> **Dataset items**:
──────
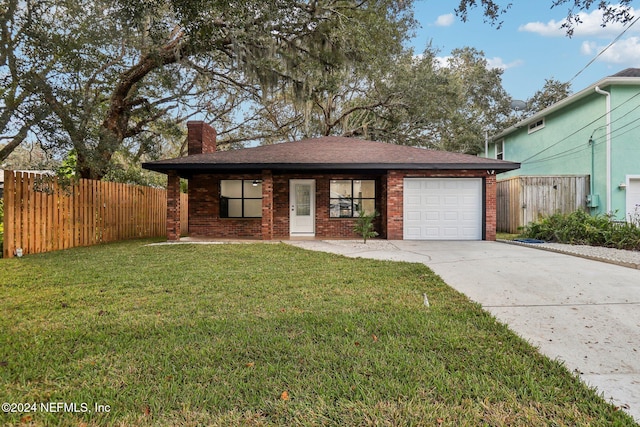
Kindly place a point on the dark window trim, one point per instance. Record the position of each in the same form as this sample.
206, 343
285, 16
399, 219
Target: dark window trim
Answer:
352, 199
224, 201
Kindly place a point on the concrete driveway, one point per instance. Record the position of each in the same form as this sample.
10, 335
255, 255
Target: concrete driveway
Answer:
583, 312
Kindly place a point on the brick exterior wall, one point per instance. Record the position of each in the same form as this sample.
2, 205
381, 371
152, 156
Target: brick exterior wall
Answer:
173, 206
204, 205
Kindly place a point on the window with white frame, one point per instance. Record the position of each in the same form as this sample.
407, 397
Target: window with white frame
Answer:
240, 198
348, 197
500, 149
536, 126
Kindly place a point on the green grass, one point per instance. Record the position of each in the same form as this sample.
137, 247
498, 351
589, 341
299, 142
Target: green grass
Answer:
213, 335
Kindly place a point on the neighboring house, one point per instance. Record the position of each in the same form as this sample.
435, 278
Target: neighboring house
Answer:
317, 187
593, 133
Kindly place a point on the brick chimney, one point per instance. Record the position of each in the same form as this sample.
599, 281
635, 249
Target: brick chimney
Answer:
201, 138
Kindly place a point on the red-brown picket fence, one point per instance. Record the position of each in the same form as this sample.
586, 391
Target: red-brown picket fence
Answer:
42, 214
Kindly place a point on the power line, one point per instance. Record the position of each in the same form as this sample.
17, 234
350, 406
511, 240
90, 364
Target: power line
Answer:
604, 50
578, 130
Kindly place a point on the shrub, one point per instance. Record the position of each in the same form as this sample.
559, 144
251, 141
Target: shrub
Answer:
364, 225
1, 225
580, 228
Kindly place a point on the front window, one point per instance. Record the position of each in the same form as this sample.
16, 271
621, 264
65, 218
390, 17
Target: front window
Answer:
350, 196
240, 198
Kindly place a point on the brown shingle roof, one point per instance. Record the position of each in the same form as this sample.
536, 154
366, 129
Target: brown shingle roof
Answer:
328, 153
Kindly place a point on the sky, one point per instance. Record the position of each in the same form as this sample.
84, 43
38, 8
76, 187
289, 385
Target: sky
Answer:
530, 46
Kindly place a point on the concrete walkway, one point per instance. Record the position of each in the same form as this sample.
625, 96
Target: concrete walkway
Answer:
583, 312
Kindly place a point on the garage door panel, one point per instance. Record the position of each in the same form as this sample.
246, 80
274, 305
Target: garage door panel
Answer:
443, 208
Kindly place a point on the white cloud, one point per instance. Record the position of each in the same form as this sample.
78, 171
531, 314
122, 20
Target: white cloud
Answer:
497, 62
445, 20
590, 26
625, 52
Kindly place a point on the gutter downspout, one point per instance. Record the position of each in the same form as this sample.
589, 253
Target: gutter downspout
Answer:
486, 144
608, 149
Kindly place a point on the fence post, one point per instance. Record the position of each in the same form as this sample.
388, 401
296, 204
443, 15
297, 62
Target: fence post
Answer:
9, 201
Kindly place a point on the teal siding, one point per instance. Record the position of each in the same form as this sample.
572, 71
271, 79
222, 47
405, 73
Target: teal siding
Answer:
562, 146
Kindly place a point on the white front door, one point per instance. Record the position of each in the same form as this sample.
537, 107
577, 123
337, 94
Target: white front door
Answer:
302, 209
633, 199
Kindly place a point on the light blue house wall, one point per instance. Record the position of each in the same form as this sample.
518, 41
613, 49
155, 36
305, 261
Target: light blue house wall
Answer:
574, 141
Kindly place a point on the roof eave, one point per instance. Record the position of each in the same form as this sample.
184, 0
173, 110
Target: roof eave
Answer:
607, 81
226, 167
──────
Where a line of the data above includes "shrub", copy that line.

> **RESPONSE TO THIS TASK**:
Kindly place a point on the shrub, one point per instance. Record the position of each in the same form as this sample.
Target: shrub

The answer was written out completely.